*Excerpted passage*.
What strikes me most about the way pupils come to know, understand and appreciate a cultural practice is the role of mimesis.

Jurgen Habermas writes:

‘Imitation [or mimesis] designates a relation between persons in which the one accommodates to the other, identifies with the other, empathizes with the other. There is an allusion here to a relation in which the surrender of the one to the example of the other does not mean a loss of self but a gain and an enrichment.’ [1]

Mimesis then, and seen in this way, can be given high value. It is a human capacity of great significance. It was the source of the pupil’s making and remaking in our parable.

It was the source of their creativity.

Why is creativity being bracketed out of education at this time?

Why so much ugly talk of ‘drill and kill’ and so little of mimesis?

Note:

[1] Habermas, J. (1984) Theory of Communicative Action. Vol. 1. Trans. T. McCarthy. London: Heinemann.  (p. 380)

The impatient music teacher

It’s Steve Reich’s eightieth birthday year.

And the Cambridge Corn Exchange audience was expectant. Steve Reich would be there.

On cue at 7.30 the man recently included in the BBC’s tea-time Pointless programme as one of the fifty composers who had changed the course of music history, came on stage with Colin Currie to perform Clapping Music. Above is a performance by Reich and X in another place.

A quick internet search and you will find the score of the music and a free app for your phone to challenge your rhythmic performance skill.

The Cambridge concert culminated with a performance of Reich’s Music for 18 Musicians, a fifty-five minute piece. The audience was ecstatic.

The experience served me well as I prepared to give my U3A session this week titled Steve Reich, Minimalism, Ways of Listening and Different Trains.

I am a newish member of the U3A group of twelve who meet monthly to listen to and consider music. As my first contribution I decided to present a topic that would be fresh to the group (they like this), and that I would start with the group clapping a simple rhythm and then, in two groups, seeing if we could phase it in the way that Reich does with his Clapping Music. My method, pretty orthodox, was then to listen to Reich’s Clapping Music.

As expected this provoked a good number of comments and questions from the group, all of which took us further into the minimalist ways of Reich.

I asked whether there were any changes in dynamics in the performance, a kind of leading question as I didn’t think there were. The music was in my view essentially mono-dynamic, Reich  eschewing a key mode of musical expression found in the music that I assumed the group to be most familiar with. However, in the event, group members pointed out subtleties in changing accents and there were questions about the shifting timbrel and dynamic qualities of cupped and uncupped hands. Oh and now there were questions about the music’s cyclical structure. Computational minds were at work.

But I was impatient, for I had a plan and I did need to get to Different Trains by the mid-point of the session.

For now, and in order to drive the point home that here was a different way of thinking about music, a kind of music that was not goal-orientated (and in a sense pointless), I needed to play a recording of the Prelude to Wagner’s Rheingold: 132 bars of Eb major – and with a goal in mind assisted by a steady crescendo, and unlike the Reich, creating expectations of future events, the first being Rhine Maidens coming into song. Ok, Wagner being minimal in a sense, but not in the Reichian sense. Hence ‘ways of listening’ in my title.

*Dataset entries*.
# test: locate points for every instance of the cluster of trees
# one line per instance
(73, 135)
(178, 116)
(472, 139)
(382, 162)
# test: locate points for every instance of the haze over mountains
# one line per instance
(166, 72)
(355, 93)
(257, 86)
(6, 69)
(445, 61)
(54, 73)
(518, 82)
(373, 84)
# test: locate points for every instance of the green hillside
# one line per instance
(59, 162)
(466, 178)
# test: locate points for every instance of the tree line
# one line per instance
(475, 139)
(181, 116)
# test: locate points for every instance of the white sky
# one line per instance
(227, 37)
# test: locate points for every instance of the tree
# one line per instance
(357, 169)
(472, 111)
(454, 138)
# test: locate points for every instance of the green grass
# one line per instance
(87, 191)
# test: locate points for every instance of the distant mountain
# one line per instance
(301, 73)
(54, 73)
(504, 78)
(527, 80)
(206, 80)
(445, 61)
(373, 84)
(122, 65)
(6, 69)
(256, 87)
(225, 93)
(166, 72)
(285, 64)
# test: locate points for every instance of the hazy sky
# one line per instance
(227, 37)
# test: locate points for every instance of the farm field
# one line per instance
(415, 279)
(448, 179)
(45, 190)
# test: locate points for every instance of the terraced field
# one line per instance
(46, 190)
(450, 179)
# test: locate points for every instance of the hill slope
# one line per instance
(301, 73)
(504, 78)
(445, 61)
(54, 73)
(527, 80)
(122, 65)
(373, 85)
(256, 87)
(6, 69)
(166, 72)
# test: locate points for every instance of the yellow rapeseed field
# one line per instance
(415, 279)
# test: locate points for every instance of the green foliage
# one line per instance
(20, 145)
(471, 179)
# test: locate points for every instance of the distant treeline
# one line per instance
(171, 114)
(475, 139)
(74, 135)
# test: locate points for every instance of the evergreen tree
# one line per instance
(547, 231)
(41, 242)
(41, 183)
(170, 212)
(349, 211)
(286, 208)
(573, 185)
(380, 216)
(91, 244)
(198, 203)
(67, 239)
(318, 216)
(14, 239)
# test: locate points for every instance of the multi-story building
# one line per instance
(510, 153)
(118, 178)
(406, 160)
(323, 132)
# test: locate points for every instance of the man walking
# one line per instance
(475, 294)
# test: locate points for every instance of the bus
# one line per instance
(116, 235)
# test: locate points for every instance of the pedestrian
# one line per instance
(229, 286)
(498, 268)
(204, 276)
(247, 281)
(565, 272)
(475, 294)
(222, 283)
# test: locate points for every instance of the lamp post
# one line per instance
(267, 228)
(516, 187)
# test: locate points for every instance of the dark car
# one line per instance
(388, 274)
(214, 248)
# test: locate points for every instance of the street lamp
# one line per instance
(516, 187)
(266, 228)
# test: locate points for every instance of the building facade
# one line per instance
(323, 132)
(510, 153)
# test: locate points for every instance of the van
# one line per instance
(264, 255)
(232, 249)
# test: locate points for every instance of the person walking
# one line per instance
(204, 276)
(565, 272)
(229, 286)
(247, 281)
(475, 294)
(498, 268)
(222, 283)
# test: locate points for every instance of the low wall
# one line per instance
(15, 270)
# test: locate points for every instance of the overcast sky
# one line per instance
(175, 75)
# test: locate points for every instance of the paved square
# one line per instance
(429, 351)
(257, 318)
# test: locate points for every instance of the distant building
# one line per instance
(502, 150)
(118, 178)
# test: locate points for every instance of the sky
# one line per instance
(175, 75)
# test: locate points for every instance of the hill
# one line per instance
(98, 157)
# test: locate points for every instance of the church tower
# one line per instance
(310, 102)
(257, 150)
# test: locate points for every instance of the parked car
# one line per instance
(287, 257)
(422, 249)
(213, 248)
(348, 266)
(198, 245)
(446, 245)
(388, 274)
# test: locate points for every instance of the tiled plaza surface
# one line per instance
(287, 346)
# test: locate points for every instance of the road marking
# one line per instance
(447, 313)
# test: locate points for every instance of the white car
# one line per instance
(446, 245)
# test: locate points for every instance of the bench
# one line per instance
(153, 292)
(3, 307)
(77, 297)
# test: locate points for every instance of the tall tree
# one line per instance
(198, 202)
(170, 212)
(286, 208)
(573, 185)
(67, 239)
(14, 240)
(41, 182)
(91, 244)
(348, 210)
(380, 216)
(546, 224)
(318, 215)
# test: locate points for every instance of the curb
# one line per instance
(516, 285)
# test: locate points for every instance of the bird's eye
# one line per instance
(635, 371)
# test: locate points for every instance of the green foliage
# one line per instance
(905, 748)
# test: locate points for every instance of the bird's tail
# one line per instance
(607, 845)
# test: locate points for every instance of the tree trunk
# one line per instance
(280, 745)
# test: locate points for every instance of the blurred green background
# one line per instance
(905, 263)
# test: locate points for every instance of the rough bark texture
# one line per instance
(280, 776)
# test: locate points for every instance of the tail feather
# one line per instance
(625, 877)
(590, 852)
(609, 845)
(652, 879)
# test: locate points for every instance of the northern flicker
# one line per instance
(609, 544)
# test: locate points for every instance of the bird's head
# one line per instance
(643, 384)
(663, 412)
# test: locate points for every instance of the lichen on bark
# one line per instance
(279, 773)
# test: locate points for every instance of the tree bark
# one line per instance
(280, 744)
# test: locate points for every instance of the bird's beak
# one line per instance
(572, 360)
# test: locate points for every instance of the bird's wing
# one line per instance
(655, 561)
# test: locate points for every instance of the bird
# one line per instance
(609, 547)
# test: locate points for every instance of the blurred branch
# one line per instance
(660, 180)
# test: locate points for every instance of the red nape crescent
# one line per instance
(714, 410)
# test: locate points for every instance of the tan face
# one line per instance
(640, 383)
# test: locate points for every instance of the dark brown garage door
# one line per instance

*Exercise*. Duplicate the passage on mimesis and Steve Reich from "[1] Habermas, J." up to and including "audience was ecstatic.".

*Output for this exercise*.
[1] Habermas, J. (1984) Theory of Communicative Action. Vol. 1. Trans. T. McCarthy. London: Heinemann.  (p. 380)

The impatient music teacher

It’s Steve Reich’s eightieth birthday year.

And the Cambridge Corn Exchange audience was expectant. Steve Reich would be there.

On cue at 7.30 the man recently included in the BBC’s tea-time Pointless programme as one of the fifty composers who had changed the course of music history, came on stage with Colin Currie to perform Clapping Music. Above is a performance by Reich and X in another place.

A quick internet search and you will find the score of the music and a free app for your phone to challenge your rhythmic performance skill.

The Cambridge concert culminated with a performance of Reich’s Music for 18 Musicians, a fifty-five minute piece. The audience was ecstatic.